- _Richiesta A_
Traduci in inglese questa frase del brano proposto: "Anche per la risoluzione del preliminare serve la forma scritta".
- _Richiesta B_
Nel brano proposto, su istanza di quali soggetti può essere dichiarato fallito il debitore ammesso al concordato preventivo omologato che non paga i debiti concordatari?
- _Richiesta C_
Riporta dal brano proposto tutto il testo che va da "Anche per la" giù fino a "dal contratto definitivo.".

- _Brano proposto_
----------------------------------------

Nella disciplina della legge fallimentare, il debitore ammesso al concordato preventivo omologato che si dimostri insolvente nel pagamento dei debiti concordatari può essere dichiarato fallito, su istanza dei creditori, del Pm o sua propria, anche prima ed indipendentemente dalla risoluzione del concordato ex articolo 186 della legge fallimentare.
Anche per la risoluzione del preliminare serve la forma scritta
Cass. Sez. II, 14.2.2022 n. 4714
Diritto delle obbligazioni e contratti – contratto preliminare – beni immobili – risoluzione – forma scritta – necessità
Il trasferimento, la costituzione o l’estinzione di diritti reali immobiliari, è soggetta al requisito della forma scritta ad substantiam, non soltanto quando il contratto da risolvere sia definitivo, ma anche quando si tratti di contratto preliminare, in quanto anche il contratto preliminare incide, in via mediata, su diritti reali immobiliari, con la conseguenza che anche il contratto solutorio, sciogliendo le parti dagli obblighi assunti con il contratto definitivo, impedisce il verificarsi degli effetti previsti dal contratto definitivo.

----------------------------------------

- _Dati forniti_

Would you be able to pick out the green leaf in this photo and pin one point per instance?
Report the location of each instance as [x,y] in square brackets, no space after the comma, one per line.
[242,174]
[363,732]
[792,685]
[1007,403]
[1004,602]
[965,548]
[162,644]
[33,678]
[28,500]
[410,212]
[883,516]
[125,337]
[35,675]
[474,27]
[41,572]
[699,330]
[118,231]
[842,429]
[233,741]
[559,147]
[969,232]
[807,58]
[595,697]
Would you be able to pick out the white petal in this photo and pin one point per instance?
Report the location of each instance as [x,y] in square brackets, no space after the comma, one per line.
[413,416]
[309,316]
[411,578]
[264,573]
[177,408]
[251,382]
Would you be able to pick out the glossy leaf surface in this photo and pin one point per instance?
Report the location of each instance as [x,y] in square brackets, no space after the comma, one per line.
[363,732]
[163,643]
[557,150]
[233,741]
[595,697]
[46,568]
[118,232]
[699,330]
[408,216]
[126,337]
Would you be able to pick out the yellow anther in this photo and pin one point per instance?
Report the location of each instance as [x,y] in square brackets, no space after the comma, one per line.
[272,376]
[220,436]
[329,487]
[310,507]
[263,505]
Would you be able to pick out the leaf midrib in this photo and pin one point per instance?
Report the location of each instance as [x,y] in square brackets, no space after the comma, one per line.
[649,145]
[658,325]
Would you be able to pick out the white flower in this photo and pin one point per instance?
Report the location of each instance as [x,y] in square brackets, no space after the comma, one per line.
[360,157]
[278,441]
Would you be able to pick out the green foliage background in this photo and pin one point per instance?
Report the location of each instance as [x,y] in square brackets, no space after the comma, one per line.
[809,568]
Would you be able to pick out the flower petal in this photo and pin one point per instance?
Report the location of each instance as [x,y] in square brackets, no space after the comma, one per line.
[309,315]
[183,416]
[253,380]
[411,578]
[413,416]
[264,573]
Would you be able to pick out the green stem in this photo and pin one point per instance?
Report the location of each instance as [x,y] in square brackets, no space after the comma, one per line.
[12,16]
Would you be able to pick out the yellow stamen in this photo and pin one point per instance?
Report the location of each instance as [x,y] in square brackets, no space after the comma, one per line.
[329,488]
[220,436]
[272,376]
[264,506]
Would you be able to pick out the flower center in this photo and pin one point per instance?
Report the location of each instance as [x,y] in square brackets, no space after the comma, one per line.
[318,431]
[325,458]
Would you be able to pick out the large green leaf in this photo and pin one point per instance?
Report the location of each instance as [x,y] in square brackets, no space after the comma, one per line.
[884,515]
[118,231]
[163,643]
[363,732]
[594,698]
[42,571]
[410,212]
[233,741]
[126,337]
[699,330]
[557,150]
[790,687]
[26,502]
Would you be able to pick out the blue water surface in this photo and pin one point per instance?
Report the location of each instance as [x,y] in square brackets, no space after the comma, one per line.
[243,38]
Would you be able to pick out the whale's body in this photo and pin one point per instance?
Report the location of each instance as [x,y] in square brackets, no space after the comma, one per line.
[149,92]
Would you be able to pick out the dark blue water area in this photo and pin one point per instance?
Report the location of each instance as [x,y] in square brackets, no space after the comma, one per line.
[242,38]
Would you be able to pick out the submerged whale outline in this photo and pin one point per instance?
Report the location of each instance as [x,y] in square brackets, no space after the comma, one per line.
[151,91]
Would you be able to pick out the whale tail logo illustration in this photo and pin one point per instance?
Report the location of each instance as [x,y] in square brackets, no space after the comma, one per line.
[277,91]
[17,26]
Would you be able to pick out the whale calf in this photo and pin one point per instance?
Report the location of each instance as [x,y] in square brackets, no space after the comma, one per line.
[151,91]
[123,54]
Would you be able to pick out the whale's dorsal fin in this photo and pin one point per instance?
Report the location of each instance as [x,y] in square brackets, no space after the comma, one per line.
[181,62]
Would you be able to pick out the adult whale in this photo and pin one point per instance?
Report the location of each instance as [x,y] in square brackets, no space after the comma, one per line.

----------------------------------------

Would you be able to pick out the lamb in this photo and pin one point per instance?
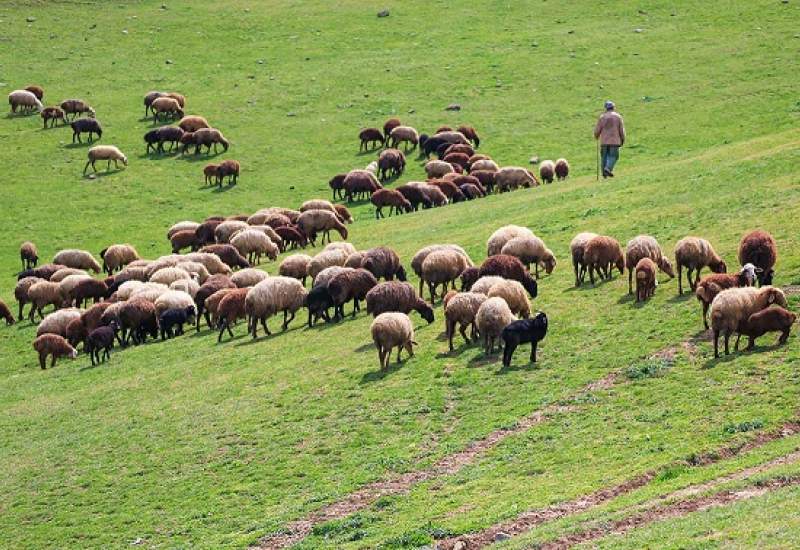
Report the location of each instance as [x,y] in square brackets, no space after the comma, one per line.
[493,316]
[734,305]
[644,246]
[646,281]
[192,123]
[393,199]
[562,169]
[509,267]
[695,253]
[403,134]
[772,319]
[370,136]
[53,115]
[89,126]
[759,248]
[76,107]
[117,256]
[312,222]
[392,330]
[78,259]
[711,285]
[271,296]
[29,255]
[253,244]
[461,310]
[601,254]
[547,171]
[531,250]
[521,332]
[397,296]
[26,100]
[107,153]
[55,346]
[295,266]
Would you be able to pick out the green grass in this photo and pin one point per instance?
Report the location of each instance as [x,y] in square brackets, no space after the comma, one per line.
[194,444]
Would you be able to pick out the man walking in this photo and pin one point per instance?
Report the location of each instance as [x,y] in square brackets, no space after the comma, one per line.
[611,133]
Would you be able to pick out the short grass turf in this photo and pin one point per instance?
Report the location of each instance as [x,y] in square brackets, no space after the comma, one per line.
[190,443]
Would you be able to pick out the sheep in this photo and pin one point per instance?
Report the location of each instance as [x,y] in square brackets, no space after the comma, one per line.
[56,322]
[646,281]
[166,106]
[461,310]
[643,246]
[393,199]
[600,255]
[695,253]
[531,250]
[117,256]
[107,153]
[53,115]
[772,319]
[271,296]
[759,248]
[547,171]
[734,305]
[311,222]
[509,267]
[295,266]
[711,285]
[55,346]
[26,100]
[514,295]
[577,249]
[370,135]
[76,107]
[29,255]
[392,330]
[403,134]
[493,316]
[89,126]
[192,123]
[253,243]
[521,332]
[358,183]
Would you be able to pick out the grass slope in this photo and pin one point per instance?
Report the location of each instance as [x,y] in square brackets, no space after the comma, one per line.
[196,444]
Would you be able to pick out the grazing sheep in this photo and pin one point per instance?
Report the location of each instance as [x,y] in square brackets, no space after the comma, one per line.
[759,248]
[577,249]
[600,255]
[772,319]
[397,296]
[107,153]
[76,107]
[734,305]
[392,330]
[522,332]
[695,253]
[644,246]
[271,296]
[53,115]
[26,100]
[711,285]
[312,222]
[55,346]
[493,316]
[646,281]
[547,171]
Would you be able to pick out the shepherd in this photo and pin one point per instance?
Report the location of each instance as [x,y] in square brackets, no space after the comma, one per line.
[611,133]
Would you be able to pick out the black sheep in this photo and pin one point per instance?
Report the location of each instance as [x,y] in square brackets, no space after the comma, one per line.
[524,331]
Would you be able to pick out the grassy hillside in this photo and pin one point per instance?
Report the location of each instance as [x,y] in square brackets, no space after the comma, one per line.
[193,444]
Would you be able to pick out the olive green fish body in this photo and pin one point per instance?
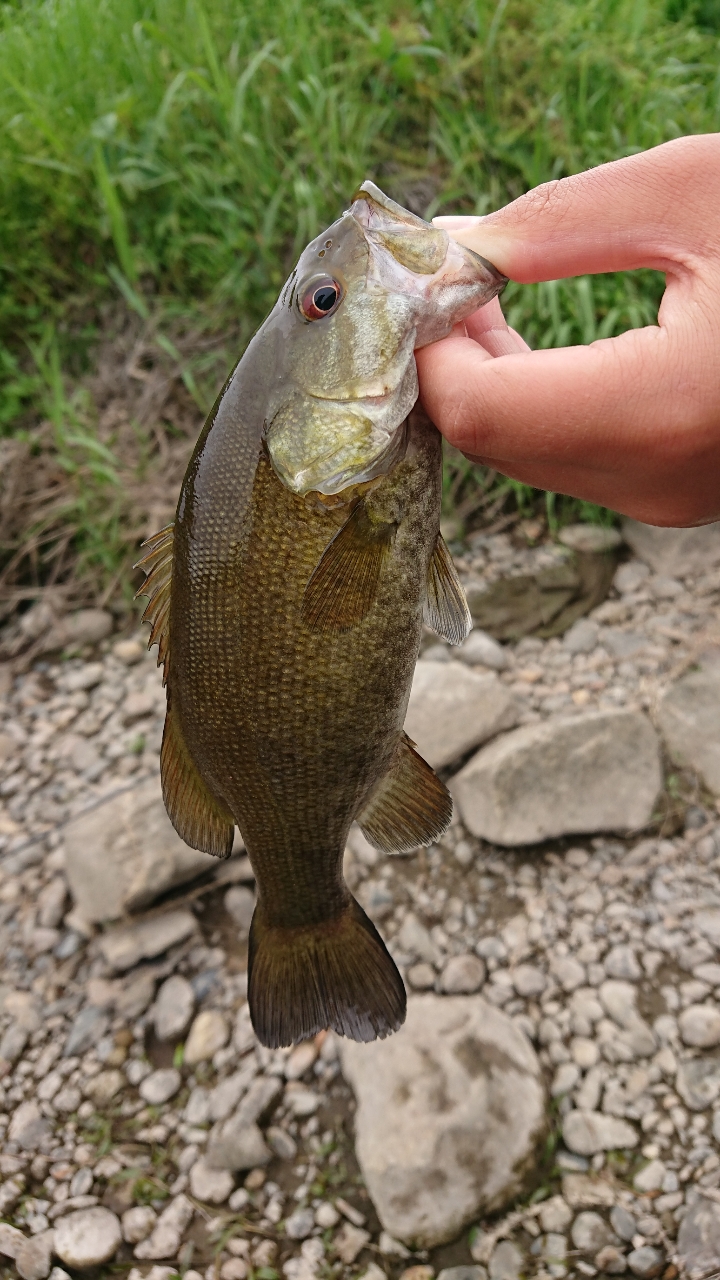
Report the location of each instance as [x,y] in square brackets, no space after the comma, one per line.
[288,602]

----------------------------------------

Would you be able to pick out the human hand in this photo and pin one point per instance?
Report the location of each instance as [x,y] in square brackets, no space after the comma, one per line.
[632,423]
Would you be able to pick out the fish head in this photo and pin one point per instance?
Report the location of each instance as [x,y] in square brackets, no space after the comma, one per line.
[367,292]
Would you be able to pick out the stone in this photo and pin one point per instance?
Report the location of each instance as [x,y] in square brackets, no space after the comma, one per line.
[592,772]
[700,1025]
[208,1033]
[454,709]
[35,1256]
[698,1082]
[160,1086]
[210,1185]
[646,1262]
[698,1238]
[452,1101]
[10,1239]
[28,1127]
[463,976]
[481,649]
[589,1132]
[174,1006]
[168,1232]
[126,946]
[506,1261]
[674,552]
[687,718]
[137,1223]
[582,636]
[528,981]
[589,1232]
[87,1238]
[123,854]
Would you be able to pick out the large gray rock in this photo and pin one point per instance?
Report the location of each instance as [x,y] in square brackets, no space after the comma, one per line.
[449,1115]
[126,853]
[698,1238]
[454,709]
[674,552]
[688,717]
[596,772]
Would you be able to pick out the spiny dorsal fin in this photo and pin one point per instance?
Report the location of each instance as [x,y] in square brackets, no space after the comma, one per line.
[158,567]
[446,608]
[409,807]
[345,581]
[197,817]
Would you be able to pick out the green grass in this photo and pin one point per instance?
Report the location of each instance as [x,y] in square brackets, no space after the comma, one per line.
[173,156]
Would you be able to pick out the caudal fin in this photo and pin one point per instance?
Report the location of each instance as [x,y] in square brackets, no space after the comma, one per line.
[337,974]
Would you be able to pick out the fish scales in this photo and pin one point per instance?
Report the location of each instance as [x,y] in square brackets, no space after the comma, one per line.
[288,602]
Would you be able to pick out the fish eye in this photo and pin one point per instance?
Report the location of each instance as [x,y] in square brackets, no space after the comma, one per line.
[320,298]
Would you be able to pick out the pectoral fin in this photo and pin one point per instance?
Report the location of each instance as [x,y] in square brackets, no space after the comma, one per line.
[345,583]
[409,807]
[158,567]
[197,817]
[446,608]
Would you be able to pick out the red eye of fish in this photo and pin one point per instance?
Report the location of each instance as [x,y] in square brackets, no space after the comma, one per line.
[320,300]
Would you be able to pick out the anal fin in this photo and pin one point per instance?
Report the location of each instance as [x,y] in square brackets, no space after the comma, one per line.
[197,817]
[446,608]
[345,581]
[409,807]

----------------------------------------

- _Soluzione esercizio A_
Written form is required for the termination of a preliminary contract as well.

- _Soluzione esercizio B_
Su istanza dei creditori, del Pm o sua propria.

- _Soluzione esercizio C_
Anche per la risoluzione del preliminare serve la forma scritta
Cass. Sez. II, 14.2.2022 n. 4714
Diritto delle obbligazioni e contratti – contratto preliminare – beni immobili – risoluzione – forma scritta – necessità
Il trasferimento, la costituzione o l’estinzione di diritti reali immobiliari, è soggetta al requisito della forma scritta ad substantiam, non soltanto quando il contratto da risolvere sia definitivo, ma anche quando si tratti di contratto preliminare, in quanto anche il contratto preliminare incide, in via mediata, su diritti reali immobiliari, con la conseguenza che anche il contratto solutorio, sciogliendo le parti dagli obblighi assunti con il contratto definitivo, impedisce il verificarsi degli effetti previsti dal contratto definitivo.